▸ **The exercise**: Pick out each line in the items below that contains the word "device", and copy those lines.

▸ **Excerpted data**:
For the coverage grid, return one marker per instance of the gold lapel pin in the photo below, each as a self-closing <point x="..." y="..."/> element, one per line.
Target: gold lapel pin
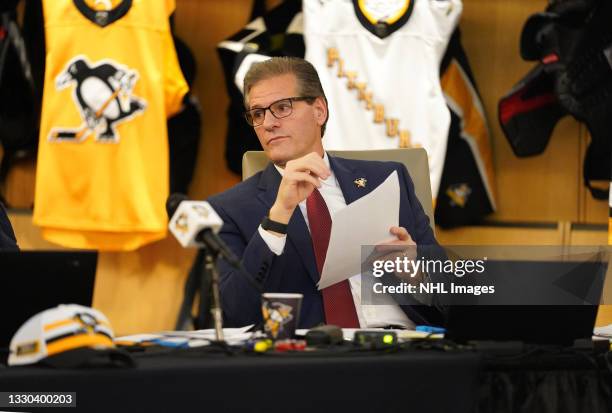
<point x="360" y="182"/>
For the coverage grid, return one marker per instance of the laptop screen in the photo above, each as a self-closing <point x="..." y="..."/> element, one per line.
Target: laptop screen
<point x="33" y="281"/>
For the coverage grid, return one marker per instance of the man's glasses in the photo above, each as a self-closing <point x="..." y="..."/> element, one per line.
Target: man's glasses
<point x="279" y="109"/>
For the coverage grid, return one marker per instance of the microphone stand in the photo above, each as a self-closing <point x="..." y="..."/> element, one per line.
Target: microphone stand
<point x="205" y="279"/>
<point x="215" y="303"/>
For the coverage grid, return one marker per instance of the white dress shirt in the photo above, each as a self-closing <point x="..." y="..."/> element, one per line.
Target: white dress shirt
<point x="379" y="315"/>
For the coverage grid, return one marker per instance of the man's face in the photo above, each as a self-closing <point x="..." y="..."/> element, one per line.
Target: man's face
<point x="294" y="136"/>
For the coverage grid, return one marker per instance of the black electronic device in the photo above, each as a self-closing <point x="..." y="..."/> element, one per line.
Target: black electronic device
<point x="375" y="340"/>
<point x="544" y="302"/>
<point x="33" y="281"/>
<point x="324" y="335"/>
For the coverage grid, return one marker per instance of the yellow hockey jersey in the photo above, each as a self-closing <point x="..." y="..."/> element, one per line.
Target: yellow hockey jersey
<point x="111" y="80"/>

* * *

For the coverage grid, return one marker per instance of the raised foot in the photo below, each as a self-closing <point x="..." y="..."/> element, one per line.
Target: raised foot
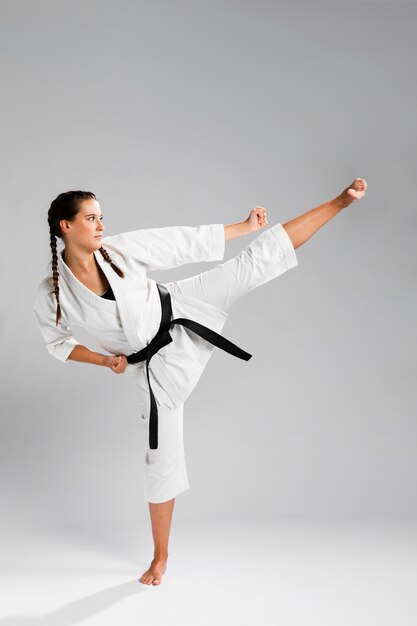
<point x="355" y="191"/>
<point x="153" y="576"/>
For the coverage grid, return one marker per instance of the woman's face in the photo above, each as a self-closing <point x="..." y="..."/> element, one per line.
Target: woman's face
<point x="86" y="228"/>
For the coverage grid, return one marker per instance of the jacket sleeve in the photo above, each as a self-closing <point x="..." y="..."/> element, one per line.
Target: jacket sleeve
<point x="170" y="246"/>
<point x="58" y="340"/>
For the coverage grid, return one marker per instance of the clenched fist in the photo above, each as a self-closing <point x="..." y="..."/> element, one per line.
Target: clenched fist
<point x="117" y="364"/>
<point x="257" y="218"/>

...

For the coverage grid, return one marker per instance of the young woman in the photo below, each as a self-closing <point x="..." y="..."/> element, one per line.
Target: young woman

▸ **Solution for this task**:
For the coverage grid, return one marker per instance of the black electronic device in the photo above, each as a self-closing <point x="..." y="..."/> element, one per line.
Target: black electronic device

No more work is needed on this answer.